### SOURCE DOCUMENT
In 2009, inspired by the bike culture in Copenhagen and Amsterdam, a small group of young designers in my program called Project M conceived and launched a new bicycle collective called Nada Bike. Nada is a community of people who believe that sometimes simple is best and that "less is more." Less cars, less gas, less smog, less paint, less gears, less lycra, less fat. More independence, more health, more freedom, more sustainability, more DIY, more fun.

For $100 (plus shipping) you got a membership card that looked remarkably like the world's simplest bike frame. Because that's what it was. An unpainted fixed-gear or single-speed bike frame. You build it up the way you want. With parts you have in the garage or from a garage sale. Or fancy ones you buy. No logo, no marketing, no profit. Just a simple "Do It Yourself" bike for a community of people with a common set of values and interests.


We ordered an initial shipment of 120 steel frames, made in Taiwan, set up a website and launched Nada Bike. Bike Snob NYC did us a favor by posting "worst bike site ever" and members started signing up, quickly depleting our supply of steel frames. Luckily, right before we re-ordered more steel frames we connected with Marty Odlin, one of the founders of Bamboo Bike Studio in Brooklyn. BBS was running workshops teaching people about sustainability while building their own bamboo bike in a weekend. Inspired and helped by Marty, we switched our focus from steel shipped from Taiwan to bamboo grown and fabricated into bike frames in Greensboro, Alabama, where we have a Project M Lab.

### RECORD EXCERPTS
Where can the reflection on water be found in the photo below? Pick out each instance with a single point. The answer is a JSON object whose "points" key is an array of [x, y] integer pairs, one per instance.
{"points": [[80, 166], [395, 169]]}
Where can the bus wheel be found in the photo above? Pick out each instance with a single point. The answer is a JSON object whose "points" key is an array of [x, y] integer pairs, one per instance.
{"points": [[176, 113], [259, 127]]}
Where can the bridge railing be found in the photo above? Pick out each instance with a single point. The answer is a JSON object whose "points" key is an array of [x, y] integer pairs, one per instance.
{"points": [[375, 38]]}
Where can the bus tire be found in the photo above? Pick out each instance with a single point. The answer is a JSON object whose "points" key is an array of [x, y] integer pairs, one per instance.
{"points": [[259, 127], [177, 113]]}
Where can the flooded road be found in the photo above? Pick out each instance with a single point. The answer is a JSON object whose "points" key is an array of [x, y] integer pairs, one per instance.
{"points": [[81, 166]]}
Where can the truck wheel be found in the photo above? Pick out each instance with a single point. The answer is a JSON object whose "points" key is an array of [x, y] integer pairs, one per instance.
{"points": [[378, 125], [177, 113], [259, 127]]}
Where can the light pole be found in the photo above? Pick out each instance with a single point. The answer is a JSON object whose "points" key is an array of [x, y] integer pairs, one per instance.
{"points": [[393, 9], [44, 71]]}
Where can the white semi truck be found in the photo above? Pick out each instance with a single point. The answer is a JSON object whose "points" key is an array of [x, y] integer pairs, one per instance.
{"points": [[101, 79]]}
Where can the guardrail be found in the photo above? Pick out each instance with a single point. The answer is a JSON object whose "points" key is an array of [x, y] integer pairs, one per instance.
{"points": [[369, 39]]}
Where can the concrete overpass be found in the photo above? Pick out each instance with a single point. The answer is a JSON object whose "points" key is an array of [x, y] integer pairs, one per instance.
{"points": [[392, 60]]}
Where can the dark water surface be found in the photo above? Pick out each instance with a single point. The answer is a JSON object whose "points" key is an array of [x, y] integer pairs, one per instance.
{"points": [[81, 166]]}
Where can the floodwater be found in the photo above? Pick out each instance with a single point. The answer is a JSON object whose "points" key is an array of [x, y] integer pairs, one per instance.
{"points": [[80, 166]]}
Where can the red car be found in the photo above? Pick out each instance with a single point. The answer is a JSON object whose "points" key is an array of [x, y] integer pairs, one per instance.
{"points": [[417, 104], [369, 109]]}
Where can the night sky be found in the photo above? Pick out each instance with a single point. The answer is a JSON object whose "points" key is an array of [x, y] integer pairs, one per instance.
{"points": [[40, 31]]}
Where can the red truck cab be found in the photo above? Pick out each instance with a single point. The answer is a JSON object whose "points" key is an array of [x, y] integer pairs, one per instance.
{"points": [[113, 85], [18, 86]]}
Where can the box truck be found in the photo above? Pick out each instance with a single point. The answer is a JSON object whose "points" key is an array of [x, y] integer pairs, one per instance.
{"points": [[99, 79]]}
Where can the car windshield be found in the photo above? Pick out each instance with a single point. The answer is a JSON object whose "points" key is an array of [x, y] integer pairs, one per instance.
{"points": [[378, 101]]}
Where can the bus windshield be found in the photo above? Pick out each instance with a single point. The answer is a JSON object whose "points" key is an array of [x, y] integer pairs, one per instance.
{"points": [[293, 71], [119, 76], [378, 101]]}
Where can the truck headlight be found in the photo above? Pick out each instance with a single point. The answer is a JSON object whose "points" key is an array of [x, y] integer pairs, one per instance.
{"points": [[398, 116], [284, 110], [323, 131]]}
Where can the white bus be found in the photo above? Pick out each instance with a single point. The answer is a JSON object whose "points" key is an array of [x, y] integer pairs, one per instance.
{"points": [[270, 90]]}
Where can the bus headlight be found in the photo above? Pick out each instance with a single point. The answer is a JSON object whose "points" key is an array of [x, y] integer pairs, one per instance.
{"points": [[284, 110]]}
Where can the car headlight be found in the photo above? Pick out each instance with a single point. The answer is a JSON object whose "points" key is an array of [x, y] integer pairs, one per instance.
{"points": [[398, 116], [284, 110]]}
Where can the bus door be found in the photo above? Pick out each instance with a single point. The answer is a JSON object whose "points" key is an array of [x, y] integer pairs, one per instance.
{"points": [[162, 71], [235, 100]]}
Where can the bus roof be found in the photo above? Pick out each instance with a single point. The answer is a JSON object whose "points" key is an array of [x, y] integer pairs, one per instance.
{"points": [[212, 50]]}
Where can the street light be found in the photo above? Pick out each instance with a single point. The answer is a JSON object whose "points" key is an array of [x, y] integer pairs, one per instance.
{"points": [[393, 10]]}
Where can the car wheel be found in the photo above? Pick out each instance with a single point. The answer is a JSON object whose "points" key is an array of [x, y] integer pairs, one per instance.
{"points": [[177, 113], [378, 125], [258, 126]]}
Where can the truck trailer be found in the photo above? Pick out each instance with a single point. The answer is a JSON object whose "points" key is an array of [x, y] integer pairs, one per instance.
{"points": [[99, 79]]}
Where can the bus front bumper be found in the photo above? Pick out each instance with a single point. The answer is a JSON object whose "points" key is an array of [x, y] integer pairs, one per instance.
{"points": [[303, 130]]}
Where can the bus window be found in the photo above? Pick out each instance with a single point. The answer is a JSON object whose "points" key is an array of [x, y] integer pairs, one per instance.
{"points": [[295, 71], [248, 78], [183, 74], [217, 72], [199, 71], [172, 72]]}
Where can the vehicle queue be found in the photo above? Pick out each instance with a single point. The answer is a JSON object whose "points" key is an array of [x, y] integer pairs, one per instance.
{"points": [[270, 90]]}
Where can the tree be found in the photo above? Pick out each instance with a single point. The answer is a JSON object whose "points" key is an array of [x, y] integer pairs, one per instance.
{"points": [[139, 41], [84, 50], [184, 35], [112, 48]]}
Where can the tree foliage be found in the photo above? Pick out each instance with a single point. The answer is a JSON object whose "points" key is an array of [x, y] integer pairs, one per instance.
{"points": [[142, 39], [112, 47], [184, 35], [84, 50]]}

### THE PROBLEM
In the Nada Bike text, what did members receive as a membership card for $100 plus shipping?

### TASK ANSWER
An unpainted fixed-gear or single-speed bike frame.